[Referring expression pointing data]
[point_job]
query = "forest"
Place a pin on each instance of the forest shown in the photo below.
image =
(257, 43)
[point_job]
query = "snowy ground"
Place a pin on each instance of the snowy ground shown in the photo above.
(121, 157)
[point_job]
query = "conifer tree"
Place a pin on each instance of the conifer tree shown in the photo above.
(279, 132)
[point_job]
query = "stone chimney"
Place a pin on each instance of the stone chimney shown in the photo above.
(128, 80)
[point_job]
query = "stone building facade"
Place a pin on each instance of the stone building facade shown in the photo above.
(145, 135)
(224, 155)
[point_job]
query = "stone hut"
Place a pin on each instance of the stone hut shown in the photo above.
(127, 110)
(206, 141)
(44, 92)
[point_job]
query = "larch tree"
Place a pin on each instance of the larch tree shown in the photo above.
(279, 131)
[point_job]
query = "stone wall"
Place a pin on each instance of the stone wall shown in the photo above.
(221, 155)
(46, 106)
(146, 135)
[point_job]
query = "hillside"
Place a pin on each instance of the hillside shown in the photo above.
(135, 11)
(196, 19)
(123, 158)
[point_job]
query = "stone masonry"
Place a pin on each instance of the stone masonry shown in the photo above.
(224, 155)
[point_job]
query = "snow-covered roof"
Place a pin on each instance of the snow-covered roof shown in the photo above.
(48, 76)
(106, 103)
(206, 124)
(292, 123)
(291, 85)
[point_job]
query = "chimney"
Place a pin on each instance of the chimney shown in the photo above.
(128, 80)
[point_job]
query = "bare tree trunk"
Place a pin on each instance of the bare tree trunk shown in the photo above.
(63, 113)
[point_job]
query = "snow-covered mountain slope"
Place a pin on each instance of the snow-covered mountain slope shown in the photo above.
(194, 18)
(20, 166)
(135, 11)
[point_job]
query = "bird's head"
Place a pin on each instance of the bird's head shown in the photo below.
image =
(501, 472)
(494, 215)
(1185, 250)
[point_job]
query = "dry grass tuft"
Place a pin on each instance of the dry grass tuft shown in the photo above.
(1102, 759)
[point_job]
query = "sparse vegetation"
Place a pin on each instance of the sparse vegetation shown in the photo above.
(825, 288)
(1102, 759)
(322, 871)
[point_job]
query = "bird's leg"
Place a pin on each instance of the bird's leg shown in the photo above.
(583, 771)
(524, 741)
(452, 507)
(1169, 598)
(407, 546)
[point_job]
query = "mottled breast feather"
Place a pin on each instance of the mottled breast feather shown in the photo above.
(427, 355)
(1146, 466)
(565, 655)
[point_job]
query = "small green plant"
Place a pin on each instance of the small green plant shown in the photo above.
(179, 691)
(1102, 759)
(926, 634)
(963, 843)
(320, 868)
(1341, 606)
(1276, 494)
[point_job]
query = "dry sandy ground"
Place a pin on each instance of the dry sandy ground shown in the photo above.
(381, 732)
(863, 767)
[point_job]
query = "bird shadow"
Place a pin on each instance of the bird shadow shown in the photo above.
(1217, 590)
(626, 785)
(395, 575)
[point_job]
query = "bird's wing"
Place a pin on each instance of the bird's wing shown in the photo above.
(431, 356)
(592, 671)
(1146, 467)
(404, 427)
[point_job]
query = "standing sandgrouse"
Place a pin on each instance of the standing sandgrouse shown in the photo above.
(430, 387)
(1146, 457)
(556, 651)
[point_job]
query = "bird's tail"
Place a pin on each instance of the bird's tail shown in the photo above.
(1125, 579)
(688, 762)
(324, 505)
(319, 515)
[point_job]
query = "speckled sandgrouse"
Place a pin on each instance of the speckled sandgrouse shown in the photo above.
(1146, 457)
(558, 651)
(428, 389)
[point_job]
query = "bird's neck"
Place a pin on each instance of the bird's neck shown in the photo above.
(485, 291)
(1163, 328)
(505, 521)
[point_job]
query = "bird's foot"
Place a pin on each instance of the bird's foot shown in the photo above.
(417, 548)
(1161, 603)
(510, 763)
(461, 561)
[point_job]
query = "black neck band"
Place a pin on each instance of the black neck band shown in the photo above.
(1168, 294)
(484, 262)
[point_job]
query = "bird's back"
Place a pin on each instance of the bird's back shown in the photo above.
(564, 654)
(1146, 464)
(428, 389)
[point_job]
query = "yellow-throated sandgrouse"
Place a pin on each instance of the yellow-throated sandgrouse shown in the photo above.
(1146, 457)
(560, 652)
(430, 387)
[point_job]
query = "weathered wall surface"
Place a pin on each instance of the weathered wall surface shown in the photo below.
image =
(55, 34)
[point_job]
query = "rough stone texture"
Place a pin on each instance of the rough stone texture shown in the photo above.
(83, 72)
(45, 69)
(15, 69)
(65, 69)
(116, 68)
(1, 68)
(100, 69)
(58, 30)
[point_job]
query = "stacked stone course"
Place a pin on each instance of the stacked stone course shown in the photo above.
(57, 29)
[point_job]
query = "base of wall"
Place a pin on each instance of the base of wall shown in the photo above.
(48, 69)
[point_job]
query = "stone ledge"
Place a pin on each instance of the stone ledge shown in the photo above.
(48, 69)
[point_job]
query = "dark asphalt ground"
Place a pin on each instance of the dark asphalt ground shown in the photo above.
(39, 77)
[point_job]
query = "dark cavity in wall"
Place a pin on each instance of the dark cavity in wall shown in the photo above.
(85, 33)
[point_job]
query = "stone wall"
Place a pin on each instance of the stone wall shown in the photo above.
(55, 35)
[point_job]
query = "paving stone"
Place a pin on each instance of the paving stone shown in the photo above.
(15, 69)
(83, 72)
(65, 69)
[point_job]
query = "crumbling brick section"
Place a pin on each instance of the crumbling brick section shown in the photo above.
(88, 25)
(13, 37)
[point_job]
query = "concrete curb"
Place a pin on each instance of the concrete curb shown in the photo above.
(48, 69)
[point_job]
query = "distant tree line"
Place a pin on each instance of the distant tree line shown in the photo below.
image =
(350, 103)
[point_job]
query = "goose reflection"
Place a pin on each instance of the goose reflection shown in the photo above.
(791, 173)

◆ **WHAT IS BEING ASKED**:
Count the lines in the data that contain the string "weathered", and give nothing but that number.

◆ **TASK SOLUTION**:
2